Instructions for the task: Please convert the rows below, from the line with "Isolate any visible orange" through the end of the rows, into a two-column CSV with headers input and output. Give one CSV line per instruction line: put its wording in input and the box lines after it in output, quote each field, and replace line breaks with spaces.

Extracted information:
******************************

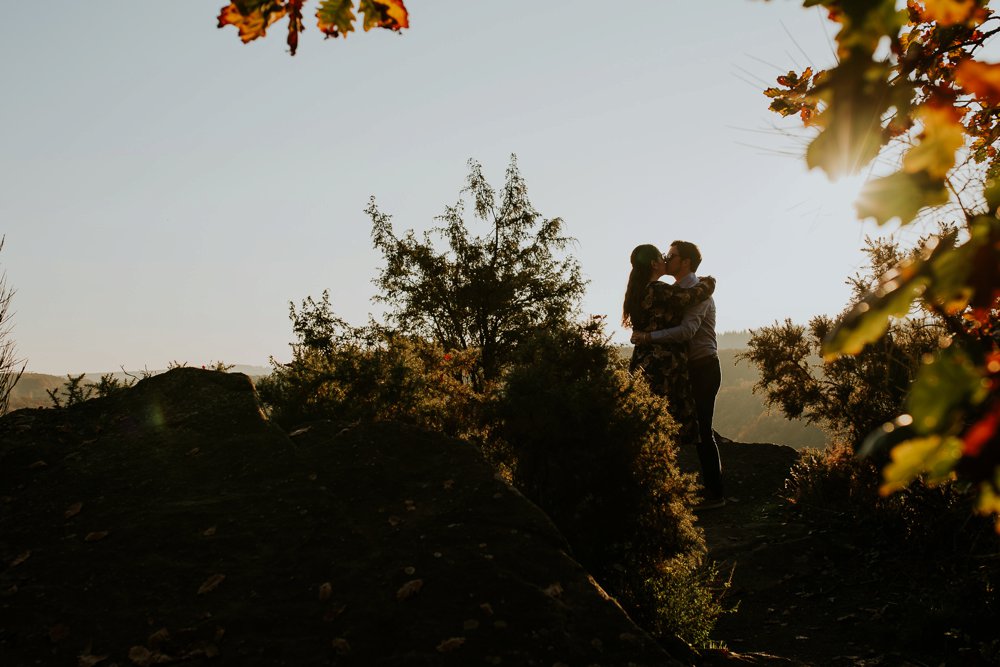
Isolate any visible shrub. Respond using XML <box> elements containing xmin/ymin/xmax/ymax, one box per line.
<box><xmin>257</xmin><ymin>292</ymin><xmax>481</xmax><ymax>438</ymax></box>
<box><xmin>492</xmin><ymin>319</ymin><xmax>721</xmax><ymax>644</ymax></box>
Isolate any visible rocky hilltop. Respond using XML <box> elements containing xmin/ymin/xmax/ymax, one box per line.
<box><xmin>0</xmin><ymin>368</ymin><xmax>692</xmax><ymax>667</ymax></box>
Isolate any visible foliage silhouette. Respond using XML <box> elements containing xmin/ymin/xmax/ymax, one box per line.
<box><xmin>366</xmin><ymin>155</ymin><xmax>586</xmax><ymax>391</ymax></box>
<box><xmin>0</xmin><ymin>237</ymin><xmax>28</xmax><ymax>416</ymax></box>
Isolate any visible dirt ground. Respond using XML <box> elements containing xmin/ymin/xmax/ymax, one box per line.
<box><xmin>680</xmin><ymin>443</ymin><xmax>992</xmax><ymax>667</ymax></box>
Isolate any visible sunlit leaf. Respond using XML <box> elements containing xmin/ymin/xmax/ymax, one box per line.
<box><xmin>358</xmin><ymin>0</ymin><xmax>410</xmax><ymax>32</ymax></box>
<box><xmin>856</xmin><ymin>171</ymin><xmax>948</xmax><ymax>225</ymax></box>
<box><xmin>906</xmin><ymin>347</ymin><xmax>987</xmax><ymax>435</ymax></box>
<box><xmin>219</xmin><ymin>0</ymin><xmax>285</xmax><ymax>44</ymax></box>
<box><xmin>879</xmin><ymin>435</ymin><xmax>962</xmax><ymax>495</ymax></box>
<box><xmin>921</xmin><ymin>0</ymin><xmax>976</xmax><ymax>25</ymax></box>
<box><xmin>316</xmin><ymin>0</ymin><xmax>357</xmax><ymax>37</ymax></box>
<box><xmin>287</xmin><ymin>0</ymin><xmax>305</xmax><ymax>56</ymax></box>
<box><xmin>903</xmin><ymin>104</ymin><xmax>965</xmax><ymax>179</ymax></box>
<box><xmin>955</xmin><ymin>58</ymin><xmax>1000</xmax><ymax>104</ymax></box>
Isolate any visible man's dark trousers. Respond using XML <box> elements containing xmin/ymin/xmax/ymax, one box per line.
<box><xmin>688</xmin><ymin>355</ymin><xmax>725</xmax><ymax>498</ymax></box>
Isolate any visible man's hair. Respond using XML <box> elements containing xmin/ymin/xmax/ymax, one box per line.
<box><xmin>670</xmin><ymin>241</ymin><xmax>701</xmax><ymax>272</ymax></box>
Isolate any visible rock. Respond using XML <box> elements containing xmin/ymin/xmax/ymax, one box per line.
<box><xmin>0</xmin><ymin>368</ymin><xmax>690</xmax><ymax>666</ymax></box>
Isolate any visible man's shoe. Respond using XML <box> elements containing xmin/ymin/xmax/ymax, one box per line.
<box><xmin>692</xmin><ymin>496</ymin><xmax>726</xmax><ymax>512</ymax></box>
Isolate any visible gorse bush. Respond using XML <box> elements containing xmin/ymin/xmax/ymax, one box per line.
<box><xmin>492</xmin><ymin>319</ymin><xmax>722</xmax><ymax>644</ymax></box>
<box><xmin>257</xmin><ymin>292</ymin><xmax>481</xmax><ymax>438</ymax></box>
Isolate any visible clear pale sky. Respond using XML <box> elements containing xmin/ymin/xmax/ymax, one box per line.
<box><xmin>0</xmin><ymin>0</ymin><xmax>892</xmax><ymax>374</ymax></box>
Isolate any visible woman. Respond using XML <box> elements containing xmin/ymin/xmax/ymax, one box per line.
<box><xmin>622</xmin><ymin>244</ymin><xmax>715</xmax><ymax>444</ymax></box>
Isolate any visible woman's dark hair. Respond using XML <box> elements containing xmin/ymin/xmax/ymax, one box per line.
<box><xmin>622</xmin><ymin>243</ymin><xmax>663</xmax><ymax>327</ymax></box>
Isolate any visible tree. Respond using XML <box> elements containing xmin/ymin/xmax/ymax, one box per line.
<box><xmin>0</xmin><ymin>237</ymin><xmax>28</xmax><ymax>415</ymax></box>
<box><xmin>737</xmin><ymin>238</ymin><xmax>948</xmax><ymax>448</ymax></box>
<box><xmin>219</xmin><ymin>0</ymin><xmax>410</xmax><ymax>56</ymax></box>
<box><xmin>765</xmin><ymin>0</ymin><xmax>1000</xmax><ymax>530</ymax></box>
<box><xmin>365</xmin><ymin>155</ymin><xmax>586</xmax><ymax>389</ymax></box>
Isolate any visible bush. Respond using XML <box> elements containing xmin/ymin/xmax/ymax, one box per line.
<box><xmin>492</xmin><ymin>319</ymin><xmax>721</xmax><ymax>644</ymax></box>
<box><xmin>257</xmin><ymin>292</ymin><xmax>481</xmax><ymax>439</ymax></box>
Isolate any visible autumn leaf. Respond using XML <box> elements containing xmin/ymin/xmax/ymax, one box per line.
<box><xmin>219</xmin><ymin>0</ymin><xmax>286</xmax><ymax>44</ymax></box>
<box><xmin>396</xmin><ymin>579</ymin><xmax>424</xmax><ymax>600</ymax></box>
<box><xmin>879</xmin><ymin>435</ymin><xmax>962</xmax><ymax>496</ymax></box>
<box><xmin>903</xmin><ymin>104</ymin><xmax>965</xmax><ymax>179</ymax></box>
<box><xmin>955</xmin><ymin>58</ymin><xmax>1000</xmax><ymax>104</ymax></box>
<box><xmin>920</xmin><ymin>0</ymin><xmax>976</xmax><ymax>26</ymax></box>
<box><xmin>198</xmin><ymin>574</ymin><xmax>226</xmax><ymax>595</ymax></box>
<box><xmin>358</xmin><ymin>0</ymin><xmax>410</xmax><ymax>32</ymax></box>
<box><xmin>905</xmin><ymin>347</ymin><xmax>987</xmax><ymax>435</ymax></box>
<box><xmin>316</xmin><ymin>0</ymin><xmax>356</xmax><ymax>38</ymax></box>
<box><xmin>287</xmin><ymin>0</ymin><xmax>305</xmax><ymax>56</ymax></box>
<box><xmin>855</xmin><ymin>171</ymin><xmax>948</xmax><ymax>225</ymax></box>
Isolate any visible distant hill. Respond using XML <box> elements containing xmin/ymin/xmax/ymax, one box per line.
<box><xmin>618</xmin><ymin>331</ymin><xmax>828</xmax><ymax>449</ymax></box>
<box><xmin>9</xmin><ymin>364</ymin><xmax>271</xmax><ymax>411</ymax></box>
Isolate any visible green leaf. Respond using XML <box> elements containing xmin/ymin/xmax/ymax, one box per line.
<box><xmin>856</xmin><ymin>171</ymin><xmax>948</xmax><ymax>225</ymax></box>
<box><xmin>879</xmin><ymin>435</ymin><xmax>962</xmax><ymax>495</ymax></box>
<box><xmin>906</xmin><ymin>347</ymin><xmax>989</xmax><ymax>435</ymax></box>
<box><xmin>316</xmin><ymin>0</ymin><xmax>357</xmax><ymax>37</ymax></box>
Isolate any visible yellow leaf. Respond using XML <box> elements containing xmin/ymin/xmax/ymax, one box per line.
<box><xmin>903</xmin><ymin>104</ymin><xmax>965</xmax><ymax>179</ymax></box>
<box><xmin>855</xmin><ymin>171</ymin><xmax>948</xmax><ymax>225</ymax></box>
<box><xmin>879</xmin><ymin>435</ymin><xmax>962</xmax><ymax>495</ymax></box>
<box><xmin>396</xmin><ymin>579</ymin><xmax>424</xmax><ymax>600</ymax></box>
<box><xmin>198</xmin><ymin>574</ymin><xmax>226</xmax><ymax>595</ymax></box>
<box><xmin>955</xmin><ymin>59</ymin><xmax>1000</xmax><ymax>104</ymax></box>
<box><xmin>921</xmin><ymin>0</ymin><xmax>976</xmax><ymax>25</ymax></box>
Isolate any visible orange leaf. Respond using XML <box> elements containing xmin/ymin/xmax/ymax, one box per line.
<box><xmin>920</xmin><ymin>0</ymin><xmax>976</xmax><ymax>25</ymax></box>
<box><xmin>219</xmin><ymin>0</ymin><xmax>286</xmax><ymax>44</ymax></box>
<box><xmin>955</xmin><ymin>59</ymin><xmax>1000</xmax><ymax>104</ymax></box>
<box><xmin>318</xmin><ymin>0</ymin><xmax>357</xmax><ymax>37</ymax></box>
<box><xmin>358</xmin><ymin>0</ymin><xmax>410</xmax><ymax>32</ymax></box>
<box><xmin>198</xmin><ymin>574</ymin><xmax>226</xmax><ymax>595</ymax></box>
<box><xmin>63</xmin><ymin>503</ymin><xmax>83</xmax><ymax>519</ymax></box>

******************************

Solution to this exercise:
input,output
"Isolate any visible orange leaf. Respond using XML <box> elements containing xmin/ymin/xmax/ymax, one box per line.","<box><xmin>920</xmin><ymin>0</ymin><xmax>976</xmax><ymax>25</ymax></box> <box><xmin>219</xmin><ymin>0</ymin><xmax>286</xmax><ymax>44</ymax></box> <box><xmin>955</xmin><ymin>59</ymin><xmax>1000</xmax><ymax>104</ymax></box> <box><xmin>318</xmin><ymin>0</ymin><xmax>357</xmax><ymax>37</ymax></box> <box><xmin>358</xmin><ymin>0</ymin><xmax>410</xmax><ymax>32</ymax></box> <box><xmin>198</xmin><ymin>574</ymin><xmax>226</xmax><ymax>595</ymax></box> <box><xmin>63</xmin><ymin>503</ymin><xmax>83</xmax><ymax>519</ymax></box>"